**EXERCISE PROMPT:**
Copy out the lines of the rows below without any change, from the line containing "Inline example — detecting fielder" to the line containing "555;218;591;264", both lines included, and nothing else.

· · · · ·

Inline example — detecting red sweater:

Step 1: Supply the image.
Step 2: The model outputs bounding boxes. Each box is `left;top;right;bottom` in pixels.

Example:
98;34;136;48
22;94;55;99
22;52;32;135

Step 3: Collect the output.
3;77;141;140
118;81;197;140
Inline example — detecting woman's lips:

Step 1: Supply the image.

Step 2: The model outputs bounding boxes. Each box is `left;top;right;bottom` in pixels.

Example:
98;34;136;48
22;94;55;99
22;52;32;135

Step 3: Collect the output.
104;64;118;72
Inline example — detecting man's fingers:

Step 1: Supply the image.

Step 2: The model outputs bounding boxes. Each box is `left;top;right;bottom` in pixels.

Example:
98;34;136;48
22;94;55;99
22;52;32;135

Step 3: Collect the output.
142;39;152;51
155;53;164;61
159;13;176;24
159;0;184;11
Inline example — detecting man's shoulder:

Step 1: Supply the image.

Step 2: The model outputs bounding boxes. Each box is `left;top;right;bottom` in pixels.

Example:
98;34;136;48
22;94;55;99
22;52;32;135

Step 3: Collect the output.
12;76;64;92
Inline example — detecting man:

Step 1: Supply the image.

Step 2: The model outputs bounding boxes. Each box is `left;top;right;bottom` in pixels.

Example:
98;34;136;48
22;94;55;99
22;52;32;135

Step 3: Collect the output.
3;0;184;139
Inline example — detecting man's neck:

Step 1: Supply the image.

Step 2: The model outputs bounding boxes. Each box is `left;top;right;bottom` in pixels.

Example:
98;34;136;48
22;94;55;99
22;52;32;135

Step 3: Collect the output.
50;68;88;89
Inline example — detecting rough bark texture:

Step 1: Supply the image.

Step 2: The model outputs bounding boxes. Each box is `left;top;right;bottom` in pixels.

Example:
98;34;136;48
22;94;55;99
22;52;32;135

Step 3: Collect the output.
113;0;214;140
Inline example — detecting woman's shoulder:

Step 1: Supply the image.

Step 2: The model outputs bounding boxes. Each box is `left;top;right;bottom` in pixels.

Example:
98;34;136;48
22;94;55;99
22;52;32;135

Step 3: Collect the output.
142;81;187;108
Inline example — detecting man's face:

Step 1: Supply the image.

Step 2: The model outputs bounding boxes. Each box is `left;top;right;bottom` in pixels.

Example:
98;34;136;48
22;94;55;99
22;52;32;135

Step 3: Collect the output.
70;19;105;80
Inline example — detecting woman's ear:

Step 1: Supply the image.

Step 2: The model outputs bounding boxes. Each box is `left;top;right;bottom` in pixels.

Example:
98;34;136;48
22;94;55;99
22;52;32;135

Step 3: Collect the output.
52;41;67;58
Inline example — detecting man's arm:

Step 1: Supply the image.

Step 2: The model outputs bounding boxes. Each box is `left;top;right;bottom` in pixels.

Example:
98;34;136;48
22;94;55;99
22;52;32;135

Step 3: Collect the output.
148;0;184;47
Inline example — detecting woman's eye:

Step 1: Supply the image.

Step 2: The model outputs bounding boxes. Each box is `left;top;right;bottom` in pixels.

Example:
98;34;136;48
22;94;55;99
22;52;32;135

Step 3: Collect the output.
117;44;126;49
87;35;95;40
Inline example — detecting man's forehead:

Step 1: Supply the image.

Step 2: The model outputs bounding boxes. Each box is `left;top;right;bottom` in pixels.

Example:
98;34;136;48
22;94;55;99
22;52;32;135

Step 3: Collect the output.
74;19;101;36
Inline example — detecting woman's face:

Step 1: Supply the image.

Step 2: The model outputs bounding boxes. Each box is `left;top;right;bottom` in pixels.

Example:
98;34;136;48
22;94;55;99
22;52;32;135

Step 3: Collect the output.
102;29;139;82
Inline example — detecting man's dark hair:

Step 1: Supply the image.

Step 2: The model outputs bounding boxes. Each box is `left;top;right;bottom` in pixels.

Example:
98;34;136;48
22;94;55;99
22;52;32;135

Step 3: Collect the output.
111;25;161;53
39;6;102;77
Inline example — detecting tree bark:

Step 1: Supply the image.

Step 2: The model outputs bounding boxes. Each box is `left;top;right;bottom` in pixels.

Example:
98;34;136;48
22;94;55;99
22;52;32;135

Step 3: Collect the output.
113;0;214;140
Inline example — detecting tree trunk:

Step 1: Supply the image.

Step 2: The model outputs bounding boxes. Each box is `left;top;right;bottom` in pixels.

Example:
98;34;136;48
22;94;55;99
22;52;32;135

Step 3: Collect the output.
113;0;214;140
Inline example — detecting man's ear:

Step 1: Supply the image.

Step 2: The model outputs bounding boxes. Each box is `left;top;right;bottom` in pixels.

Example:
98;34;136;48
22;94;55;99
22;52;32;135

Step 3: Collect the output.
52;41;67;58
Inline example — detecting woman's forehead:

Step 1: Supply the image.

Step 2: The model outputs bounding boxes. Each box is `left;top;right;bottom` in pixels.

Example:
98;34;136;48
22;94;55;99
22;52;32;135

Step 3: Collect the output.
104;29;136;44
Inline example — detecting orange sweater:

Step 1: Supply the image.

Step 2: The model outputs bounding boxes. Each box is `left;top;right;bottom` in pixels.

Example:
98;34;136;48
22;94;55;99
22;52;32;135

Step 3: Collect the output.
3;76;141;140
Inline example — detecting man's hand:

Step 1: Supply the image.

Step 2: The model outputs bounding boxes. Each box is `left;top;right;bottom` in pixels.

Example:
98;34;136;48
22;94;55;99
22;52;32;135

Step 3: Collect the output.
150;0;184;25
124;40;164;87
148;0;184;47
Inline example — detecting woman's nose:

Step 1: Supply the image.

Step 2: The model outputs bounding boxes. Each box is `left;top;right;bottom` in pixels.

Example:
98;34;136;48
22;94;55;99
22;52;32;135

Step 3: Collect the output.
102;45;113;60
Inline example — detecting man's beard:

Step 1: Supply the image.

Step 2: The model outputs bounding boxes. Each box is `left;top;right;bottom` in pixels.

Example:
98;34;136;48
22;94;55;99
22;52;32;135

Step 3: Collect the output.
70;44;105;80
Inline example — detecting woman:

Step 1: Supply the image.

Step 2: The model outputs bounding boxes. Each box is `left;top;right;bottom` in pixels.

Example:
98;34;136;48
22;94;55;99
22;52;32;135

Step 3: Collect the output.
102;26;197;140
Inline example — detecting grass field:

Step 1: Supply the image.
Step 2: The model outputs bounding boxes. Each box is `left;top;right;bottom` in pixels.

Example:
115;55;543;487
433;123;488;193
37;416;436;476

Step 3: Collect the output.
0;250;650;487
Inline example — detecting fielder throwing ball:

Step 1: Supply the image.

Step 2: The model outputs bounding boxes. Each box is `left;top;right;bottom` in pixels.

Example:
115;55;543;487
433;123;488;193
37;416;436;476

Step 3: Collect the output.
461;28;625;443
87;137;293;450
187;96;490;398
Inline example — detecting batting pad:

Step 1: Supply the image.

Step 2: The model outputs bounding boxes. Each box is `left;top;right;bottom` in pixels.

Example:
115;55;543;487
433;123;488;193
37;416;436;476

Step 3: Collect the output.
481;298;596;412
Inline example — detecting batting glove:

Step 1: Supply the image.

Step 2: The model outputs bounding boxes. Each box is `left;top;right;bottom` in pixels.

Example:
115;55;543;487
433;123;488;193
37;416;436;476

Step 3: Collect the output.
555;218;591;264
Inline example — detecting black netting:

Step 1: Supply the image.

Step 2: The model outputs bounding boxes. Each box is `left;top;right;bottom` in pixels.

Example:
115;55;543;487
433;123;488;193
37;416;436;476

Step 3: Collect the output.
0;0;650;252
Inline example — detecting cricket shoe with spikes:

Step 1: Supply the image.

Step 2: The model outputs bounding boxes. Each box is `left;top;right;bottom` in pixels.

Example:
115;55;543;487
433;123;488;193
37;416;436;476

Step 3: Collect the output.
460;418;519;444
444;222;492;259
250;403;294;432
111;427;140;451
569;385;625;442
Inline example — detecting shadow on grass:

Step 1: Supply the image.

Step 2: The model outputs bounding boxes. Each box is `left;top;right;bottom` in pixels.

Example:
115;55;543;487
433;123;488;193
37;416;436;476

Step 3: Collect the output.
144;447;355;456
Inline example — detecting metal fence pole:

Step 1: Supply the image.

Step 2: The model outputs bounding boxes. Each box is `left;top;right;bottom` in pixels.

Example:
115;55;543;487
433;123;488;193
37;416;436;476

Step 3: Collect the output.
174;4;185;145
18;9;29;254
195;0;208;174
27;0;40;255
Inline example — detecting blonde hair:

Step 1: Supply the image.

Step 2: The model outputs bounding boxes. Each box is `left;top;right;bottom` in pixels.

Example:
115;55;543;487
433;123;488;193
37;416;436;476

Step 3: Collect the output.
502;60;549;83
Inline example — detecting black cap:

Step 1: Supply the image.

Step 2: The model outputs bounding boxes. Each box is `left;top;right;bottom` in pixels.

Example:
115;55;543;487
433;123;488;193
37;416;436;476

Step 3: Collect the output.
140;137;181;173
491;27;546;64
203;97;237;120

· · · · ·

**TASK ANSWER:**
Inline example — detecting fielder throwing ball:

Step 1: Supply the image.

Step 2: The model outputs bounding boxes. Each box is `left;top;right;bottom` in pixels.

Example:
115;55;543;487
433;123;488;193
37;416;436;476

Step 3: Collect the output.
461;28;625;443
87;137;293;450
187;96;490;398
Inline example — detecting batting pad:

Step 1: Supply the image.

Step 2: The model outputs bounding boxes. Each box is `left;top;right;bottom` in pixels.

Example:
115;55;543;487
433;123;488;193
37;416;436;476

Step 3: Collect the output.
481;298;596;412
Inline example — detecting batting glove:

Step 1: Supply the image.

Step 2: The model outputs bounding boxes. Each box is `left;top;right;bottom` in pixels.

Example:
115;55;543;487
433;123;488;193
37;416;436;476

Step 3: Collect the output.
555;218;591;264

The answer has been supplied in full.